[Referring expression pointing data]
╔══

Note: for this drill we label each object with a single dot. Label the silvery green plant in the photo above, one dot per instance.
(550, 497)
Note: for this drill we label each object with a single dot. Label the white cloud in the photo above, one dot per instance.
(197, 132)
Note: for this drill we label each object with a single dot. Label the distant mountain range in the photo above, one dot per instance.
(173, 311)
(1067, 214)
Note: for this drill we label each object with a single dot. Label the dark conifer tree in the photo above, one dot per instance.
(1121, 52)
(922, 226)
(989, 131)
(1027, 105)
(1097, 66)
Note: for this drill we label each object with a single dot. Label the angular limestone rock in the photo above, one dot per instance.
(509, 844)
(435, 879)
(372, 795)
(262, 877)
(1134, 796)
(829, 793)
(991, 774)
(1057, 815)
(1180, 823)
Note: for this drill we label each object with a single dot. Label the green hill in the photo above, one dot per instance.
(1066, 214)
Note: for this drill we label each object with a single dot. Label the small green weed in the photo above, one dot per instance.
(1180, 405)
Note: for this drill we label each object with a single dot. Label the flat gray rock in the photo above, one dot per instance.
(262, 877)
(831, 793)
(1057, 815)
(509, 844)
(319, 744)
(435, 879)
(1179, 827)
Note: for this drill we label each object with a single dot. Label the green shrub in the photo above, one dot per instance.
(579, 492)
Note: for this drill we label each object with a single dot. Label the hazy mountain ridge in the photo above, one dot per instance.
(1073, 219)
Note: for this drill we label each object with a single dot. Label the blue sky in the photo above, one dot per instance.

╚══

### What is expected
From the line that holds "Label the hazy" to the last line of the records above, print each line exactly. Add nothing else.

### Answer box
Note: for this drill we label each object with a single dot. Label the hazy mountain ridge in the photo above, one dot per instance.
(1073, 219)
Note: for this drill we label each object with a single dot. Label the blue sky in the photo above, one dot per instance.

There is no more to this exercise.